═══ EXCERPTED PASSAGE ═══

A function $\omega \left(t\right)$ on $[0,1]$ s called a modulus of continuity if $\omega \left(t\right)$ is continuous, nondecreasing, semi-additive, and $\underset{t\to 0^{+}}{lim}\omega \left(t\right)=\omega \left(0\right)=0{.}^{\left[4\right]}$

Lemma 4.1. [14] For any continuous $\omega \left(t\right)$(not identical to 0), there exists a concave continuous modulus ${\omega }^{*}\left(t\right)$ such that for $t>0$, one has $\omega \left(t\right)\le {\omega }^{*}\left(t\right)\le 2\omega \left(t\right)$, where the constant 2 can not be any smaller.

Lemma 4.2. Let $\{L_n(f;x);n=0,1,\cdots \}$ be a sequence of linear positive operators from $C\left(I\right)$ to $C\left(I\right)$, where I is a finite or infinite interval, and $L_n(1;x)=1$, $L_n(t;x)=C_n\left(x\right)x,0\le C_n\left(x\right)\le 1$. If $g\left(x\right)$ is a convave, monotonically increasing and continuous function, then $L_n(g;x)\le g\left(x\right)$.

Remark 4. We can get Lemma $4.2$ by imitating the proof of the Lemma in Ref [10], here we omit the details.

Theorem 4.1. For $f\left(x\right)\in C[0,\infty )$, $\forall n\in N$, one has $\omega (S_n^{\mu };\delta )\le S_n^{\mu }(\omega ;\delta )$.

Proof. As before, we only prove the case $\alpha \left(x\right)={\alpha }_1\left(x\right)$, the case $\alpha \left(x\right)={\alpha }_2\left(x\right)$ is similar. Since

$$e^{-\frac{\mu x}{1-e^{-\frac{\mu }{n}}}}\sum _{j=0}^{\infty }\frac{{\left(\frac{\mu x}{1-e^{-\frac{\mu }{n}}}\right)}^j}{j!}=1,$$

for $h>0$, from (3), we write

$$\begin{array}{ccc}\hfill \left|S_n^{\mu }(f;x+h)-S_n^{\mu }(f;x)\right|& \le & e^{-\frac{\mu x}{1-e^{-\frac{\mu }{n}}}}·e^{-\frac{\mu h}{1-e^{-\frac{\mu }{n}}}}\sum _{j=0}^{\infty }\sum _{k=0}^{\infty }\frac{{\left(\frac{\mu x}{1-e^{-\frac{\mu }{n}}}\right)}^j}{j!}·\frac{{\left(\frac{\mu h}{1-e^{-\frac{\mu }{n}}}\right)}^k}{k!}\left|f\left(\frac{k+j}{n}\right)-f\left(\frac{j}{n}\right)\right|\hfill \\ & \le & e^{-\frac{\mu x}{1-e^{-\frac{\mu }{n}}}}·e^{-\frac{\mu h}{1-e^{-\frac{\mu }{n}}}}\sum _{j=0}^{\infty }\sum _{k=0}^{\infty }\frac{{\left(\frac{\mu x}{1-e^{-\frac{\mu }{n}}}\right)}^j}{j!}·\frac{{\left(\frac{\mu h}{1-e^{-\frac{\mu }{n}}}\right)}^k}{k!}\omega (f;\frac{k}{n}),\left(4\right)\hfill \end{array}$$

then the desired result is obtained.

═══ DATASET EXCERPT ═══

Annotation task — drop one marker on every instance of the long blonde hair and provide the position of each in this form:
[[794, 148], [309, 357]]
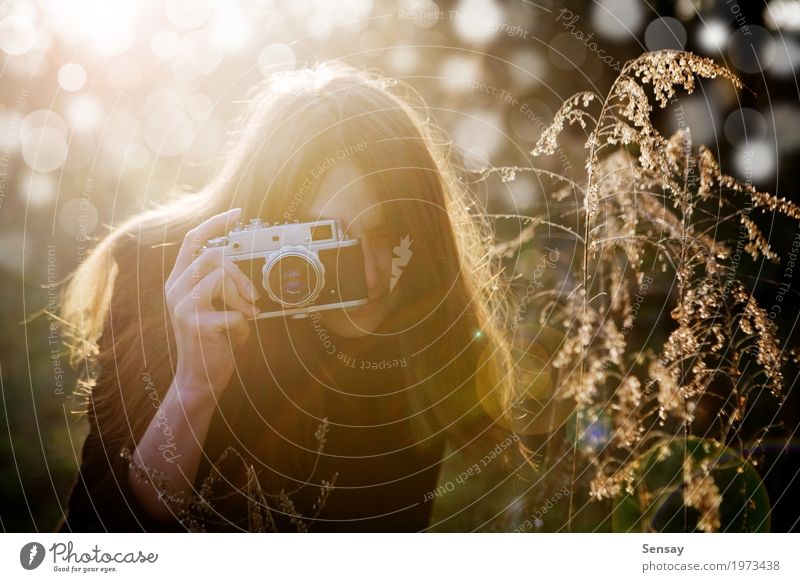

═══

▸ JOBS:
A - In the excerpt on moduli of continuity, which constant in Lemma 4.1 cannot be made any smaller?
B - Write the next part of the excerpt on moduli of continuity, starting after its final sentence and keeping its style.

▸ TASK RESULTS:
A - The constant 2, in $\omega(t)\le\omega^{*}(t)\le 2\omega(t)$.

B -
Theorem 4.2.

(i) For $f\in H_{\omega }\left(A\right)=\{f:\omega (f;x)\le A\omega \left(x\right)\}$, then $S_n^{\mu }(f;x)\in H_{\omega }\left(2A\right),\forall n\in N;$

(ii) If $\underset{n\to \infty }{lim}{S}_n^{\mu }(f;x)=f\left(x\right)$, then $f\in H_{\omega }\left(A\right)\iff S_n^{\mu }(f;x)\in H_{\omega }\left(A\right)$, here n is big enough.

Proof. (i) As before, we only prove the case $\alpha \left(x\right)={\alpha }_1\left(x\right)$, the case $\alpha \left(x\right)={\alpha }_2\left(x\right)$ is similar.

$\forall x_1,x_2\in I$, $x_1>x_2$, from (4), and using Lemma 4.1, we have

$$\begin{array}{ccc}\hfill \left|S_n^{\mu }(f;x_1)-S_n^{\mu }(f;x_2)\right|& \le & e^{-\frac{\mu (x_1-x_2)}{1-e^{-\frac{\mu }{n}}}}\sum _{j=0}^{\infty }\omega (f;\frac{j}{n})\frac{{\left(\frac{\mu (x_1-x_2)}{1-e^{-\frac{\mu }{n}}}\right)}^j}{j!}\le A{L}_n(\omega ;x_1-x_2)\hfill \\ & \le & A{L}_n({\omega }^{*};x_1-x_2)\le A{\omega }^{*}(x_1-x_2)\le 2A\omega (x_1-x_2),\hfill \end{array}$$

here we use Lemma 4.2 for ${\omega }^{*}\left(t\right)$.

(ii) If ${lim}_{n\to \infty }{S}_n^{\mu }(f;x)=f\left(x\right)$, then

$$\underset{n\to \infty }{lim}\left|S_n^{\mu }(f;x_1)-S_n^{\mu }(f;x_2)\right|=\left|f\left(x_1\right)-f\left(x_2\right)\right|,$$

we have $f\in H_{\omega }\left(A\right)\iff S_n^{\mu }(f;x)\in H_{\omega }\left(A\right)$, here n is big enough.

Remark 5. If $f\in {Lip}_K^{\alpha }=\{f:\omega (f;\delta )\le K{\delta }^{\alpha },K\ge 0,\alpha \in (0,1]\}$, then $S_n^{\mu }(f;x)\in {Lip}_K^{\alpha }$ here n is big enough.

Theorem 4.3. For any modulus of continuity $\omega \left(t\right)$, $S_n^{\mu }(\omega ;t)$ is also a modulus of continuity.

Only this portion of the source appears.